===== ARTICLE =====
Guided Project: Exploring Hacker News Post <help>

Screen Link:
https://app.dataquest.io/m/356/guided-project%3A-exploring-hacker-news-posts/7/sorting-and-printing-values-from-a-list-of-lists

Hi everyone,
I am kind of stuck at this step of parsing and formatting hour in my project. The step is attached as a screenshot! IMG_20200502_094318|690x354

I don’t seem to get what I’m being asked to do in these steps:

  1. Loop through each average and each hour (in this order) in the first five lists of sorted_swap .
  2. Use the str.format() method to print the hour and average in the following format: 15:00: 38.59 average comments per post .
  • To format the hours, use the datetime.strptime() constructor to return a datetime object and then use the strftime() method to specify the format of the time.
  • To format the average, you can use {:.2f} to indicate that just two decimal places should be used.

Any help to nudge me in the right direction would be greatly appreciated. Thanks.

<> This is what I’ve been able to do <>


My result included date and second, while I think the instruction is to only include Hour.

2 Likes

Hello,
Can I see the line of the code that contains hour_avg_string ? It seems unclear without this line of code…

This is the whole cell of codes:

sorted_swap = sorted(swap_avg_by_hour, reverse=True)
print( "Top 5 Hours for Ask Posts Comments")

for row in sorted_swap[:5]:
avg = row[0]
hour = row[1]
hour_format = "%H"
hour = dt.datetime.strptime(hour, hour_format)

hour_avg_string = "{h}: {a:.2f} average comments per posts".format(h=hour, a=avg)
print(hour_avg_string)

Thank you.

You need to use strftime before printing the output. The strptime function parse the date string as per requirement.But strftime formats the date string.You can correct your code by adding:
hour=hour.strftime('%H:%M') before the line contaning hour_avg_string which will format the ‘hour’ as “hour: minute” .Hope ,this will work.

2 Likes

Thank you @moumitasen. I was able to solve it yesterday. Your help is greatly appreciated :hugs:

1 Like

hey @angeloluemmanuel

Please mark @moumitasen’s post(s) as solution if that has helped you. This might come handy to other students as well!

Thanks

Hello, I am getting invalid syntax when I try to print the hour and average in the format
'15:00: 38.59 average comments per post`. Could you please tell me what is wrong with my code below?
Basics (1).ipynb (11.6 KB)
===== RECORD EXCERPTS =====
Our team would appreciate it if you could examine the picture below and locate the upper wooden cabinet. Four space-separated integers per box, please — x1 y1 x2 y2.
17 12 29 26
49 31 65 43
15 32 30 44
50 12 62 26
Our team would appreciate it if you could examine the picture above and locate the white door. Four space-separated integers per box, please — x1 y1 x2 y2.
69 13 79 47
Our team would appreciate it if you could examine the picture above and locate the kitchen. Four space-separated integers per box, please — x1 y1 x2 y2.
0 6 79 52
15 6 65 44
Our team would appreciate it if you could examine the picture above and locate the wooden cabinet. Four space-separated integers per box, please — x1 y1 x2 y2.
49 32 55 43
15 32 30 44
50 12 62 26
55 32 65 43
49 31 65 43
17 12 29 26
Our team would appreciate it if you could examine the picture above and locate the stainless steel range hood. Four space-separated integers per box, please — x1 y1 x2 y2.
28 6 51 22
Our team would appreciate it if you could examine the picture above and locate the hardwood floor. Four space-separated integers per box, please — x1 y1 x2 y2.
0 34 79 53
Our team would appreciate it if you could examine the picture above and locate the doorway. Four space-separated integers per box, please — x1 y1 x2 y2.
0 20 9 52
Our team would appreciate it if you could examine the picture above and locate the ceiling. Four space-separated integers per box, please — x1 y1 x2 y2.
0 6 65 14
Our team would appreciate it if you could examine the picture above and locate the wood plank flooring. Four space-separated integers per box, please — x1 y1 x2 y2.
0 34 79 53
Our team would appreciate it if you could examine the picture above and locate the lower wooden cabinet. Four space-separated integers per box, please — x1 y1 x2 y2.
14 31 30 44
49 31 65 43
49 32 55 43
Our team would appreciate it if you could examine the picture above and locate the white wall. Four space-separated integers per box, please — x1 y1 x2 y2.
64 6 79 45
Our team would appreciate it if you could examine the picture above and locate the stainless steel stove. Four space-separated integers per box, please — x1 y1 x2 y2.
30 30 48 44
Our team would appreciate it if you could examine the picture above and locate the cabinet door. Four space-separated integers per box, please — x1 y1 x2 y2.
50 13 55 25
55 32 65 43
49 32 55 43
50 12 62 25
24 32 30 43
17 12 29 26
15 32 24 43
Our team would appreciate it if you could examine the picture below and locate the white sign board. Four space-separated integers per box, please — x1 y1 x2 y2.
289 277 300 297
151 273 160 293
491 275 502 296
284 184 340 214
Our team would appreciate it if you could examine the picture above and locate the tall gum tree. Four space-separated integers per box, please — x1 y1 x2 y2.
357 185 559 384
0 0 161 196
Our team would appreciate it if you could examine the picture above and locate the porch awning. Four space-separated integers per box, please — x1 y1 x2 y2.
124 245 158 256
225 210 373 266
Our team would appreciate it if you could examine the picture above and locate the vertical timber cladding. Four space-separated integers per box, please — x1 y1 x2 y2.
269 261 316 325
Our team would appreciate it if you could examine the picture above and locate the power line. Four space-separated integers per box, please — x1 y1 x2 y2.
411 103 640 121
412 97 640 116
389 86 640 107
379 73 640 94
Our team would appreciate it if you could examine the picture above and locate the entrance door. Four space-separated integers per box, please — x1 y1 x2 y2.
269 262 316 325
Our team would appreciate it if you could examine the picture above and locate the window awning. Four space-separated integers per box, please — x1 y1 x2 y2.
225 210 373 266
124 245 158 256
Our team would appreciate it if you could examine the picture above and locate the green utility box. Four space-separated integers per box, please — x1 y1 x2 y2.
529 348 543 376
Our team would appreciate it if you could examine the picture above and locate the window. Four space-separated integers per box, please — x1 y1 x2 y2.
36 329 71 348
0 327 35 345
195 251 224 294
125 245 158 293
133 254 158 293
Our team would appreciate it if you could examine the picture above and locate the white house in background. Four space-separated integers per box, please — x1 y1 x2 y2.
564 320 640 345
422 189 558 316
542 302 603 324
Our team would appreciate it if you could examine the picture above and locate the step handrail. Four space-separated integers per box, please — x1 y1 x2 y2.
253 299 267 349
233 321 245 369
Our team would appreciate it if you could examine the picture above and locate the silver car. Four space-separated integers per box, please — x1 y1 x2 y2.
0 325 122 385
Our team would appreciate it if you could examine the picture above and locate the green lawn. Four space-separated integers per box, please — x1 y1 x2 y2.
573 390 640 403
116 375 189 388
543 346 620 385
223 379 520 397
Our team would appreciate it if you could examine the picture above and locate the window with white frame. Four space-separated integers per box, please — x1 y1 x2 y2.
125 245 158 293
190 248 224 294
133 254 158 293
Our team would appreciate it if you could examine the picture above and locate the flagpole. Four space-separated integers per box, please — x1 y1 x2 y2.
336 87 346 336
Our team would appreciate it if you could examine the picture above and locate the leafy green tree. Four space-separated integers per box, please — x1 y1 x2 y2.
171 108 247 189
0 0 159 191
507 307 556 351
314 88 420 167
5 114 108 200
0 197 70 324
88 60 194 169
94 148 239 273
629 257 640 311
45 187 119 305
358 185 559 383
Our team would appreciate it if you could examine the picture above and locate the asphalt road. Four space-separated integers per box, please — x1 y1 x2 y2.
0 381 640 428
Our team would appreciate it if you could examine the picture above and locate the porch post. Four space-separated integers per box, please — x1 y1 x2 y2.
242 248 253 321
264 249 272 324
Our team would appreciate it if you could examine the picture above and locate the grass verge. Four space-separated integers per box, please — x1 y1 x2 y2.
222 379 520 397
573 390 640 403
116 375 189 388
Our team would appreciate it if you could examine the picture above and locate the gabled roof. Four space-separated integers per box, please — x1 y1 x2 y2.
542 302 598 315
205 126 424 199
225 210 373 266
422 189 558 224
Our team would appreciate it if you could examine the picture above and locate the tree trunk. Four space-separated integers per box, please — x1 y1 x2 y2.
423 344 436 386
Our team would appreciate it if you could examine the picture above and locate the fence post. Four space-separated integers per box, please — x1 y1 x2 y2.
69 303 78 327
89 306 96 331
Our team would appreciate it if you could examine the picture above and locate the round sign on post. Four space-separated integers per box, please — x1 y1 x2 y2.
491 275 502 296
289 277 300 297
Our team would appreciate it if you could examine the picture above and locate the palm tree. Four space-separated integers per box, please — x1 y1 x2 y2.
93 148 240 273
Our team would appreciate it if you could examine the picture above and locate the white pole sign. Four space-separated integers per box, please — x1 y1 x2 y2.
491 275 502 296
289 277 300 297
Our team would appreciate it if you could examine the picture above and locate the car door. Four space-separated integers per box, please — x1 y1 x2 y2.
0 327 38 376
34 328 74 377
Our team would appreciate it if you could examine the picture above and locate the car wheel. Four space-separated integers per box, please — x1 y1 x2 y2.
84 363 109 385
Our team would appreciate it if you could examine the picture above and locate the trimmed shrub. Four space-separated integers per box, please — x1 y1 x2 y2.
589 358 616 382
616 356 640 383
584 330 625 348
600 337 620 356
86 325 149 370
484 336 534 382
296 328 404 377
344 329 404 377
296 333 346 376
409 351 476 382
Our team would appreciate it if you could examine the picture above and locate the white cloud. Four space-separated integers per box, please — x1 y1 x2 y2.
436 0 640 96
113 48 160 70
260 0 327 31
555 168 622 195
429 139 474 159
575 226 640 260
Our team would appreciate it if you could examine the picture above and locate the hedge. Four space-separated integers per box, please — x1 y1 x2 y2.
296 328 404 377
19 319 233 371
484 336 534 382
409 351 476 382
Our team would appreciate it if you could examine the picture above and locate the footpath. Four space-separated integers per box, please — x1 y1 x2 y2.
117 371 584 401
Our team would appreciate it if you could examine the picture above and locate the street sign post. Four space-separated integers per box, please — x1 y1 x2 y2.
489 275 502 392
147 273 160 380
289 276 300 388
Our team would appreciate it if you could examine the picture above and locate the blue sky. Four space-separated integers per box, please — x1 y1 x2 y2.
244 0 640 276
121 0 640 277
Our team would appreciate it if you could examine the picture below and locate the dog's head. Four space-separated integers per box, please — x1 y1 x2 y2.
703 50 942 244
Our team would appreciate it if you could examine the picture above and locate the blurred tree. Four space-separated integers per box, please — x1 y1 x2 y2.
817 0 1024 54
=====
REQUIRED TASK A:
Answer these questions about the Hacker News forum thread:
(i) In the posted code, what value is assigned to hour_format?
(ii) Which format string does the reply tell the poster to pass to strftime?
(iii) What error does the last poster report?
REQUIRED TASK B:
Continue the forum thread about the Hacker News posts project from the point where it stops.
The material has nothing to do with this work.

EXERCISE RESPONSE A:
(i) "%H"
(ii) '%H:%M'
(iii) Invalid syntax

EXERCISE RESPONSE B:
Click here to view the jupyter notebook file in a new tab

Hello @vroomvroom,

You were getting the SyntaxError because you did not format the string in your print() statement properly. After correcting the syntax error, I also corrected some other bugs in the code cell. The resulting code block is this:

The code cell In[31] should be:

for row in sorted_swap[:5]:
    comments = row[0]
    hours = row[1]
    hours = dt.datetime.strptime(hours,"%H")
    hr = hours.strftime("%H:%M")
    print("{hr} {comments:.2f} average comments per post".format(hr=hr,comments=comments))

Thanks for the corrections. When I tried to run it with the changes, I got an error for hours = dt.datetime.strptime(hours,"%H")
The error stated TypeError: must be str, not int

@vroomvroom,

You are getting this error because the value in the hours variable is an integer but the datetime.strptime() class method creates a datetime object from a string representing a date and time and a corresponding format string.

In the code cell In[7], referring to this line of code hour = date_dt.hour by applying the .hour attribute on date_dt, it returns an integer value and assigns the integer value to the hour variable.

Therefore, one method to solve this is by converting the hours variable to string by using this line of code hours = str(row[1]) in :

for row in sorted_swap[:5]:
    comments = row[0]
    hours = str(row[1])

Another method to solving this is by obtaining the hours variable from the date_dt variable as a string by using the strpftime() method instead of the .hour instance attribute:

for row in result_list:
    date_str = row[0]
    date_dt = dt.datetime.strptime(date_str, "%m/%d/%Y %H:%M")
    hour = date_dt.strftime("%H")

I hope this helps.

1 Like

Yes, it did, thank you!

Hello,

I’m having issues with this step in converting the time to %H format. I’ve looked at several solutions in the community thread and have even followed solutions above, however when I convert the hour to a string format first before passing to the dt.datetime.strptime method, it gives me the error below. If I don’t convert the time value to a string, it gives me an error that it’s a tuple.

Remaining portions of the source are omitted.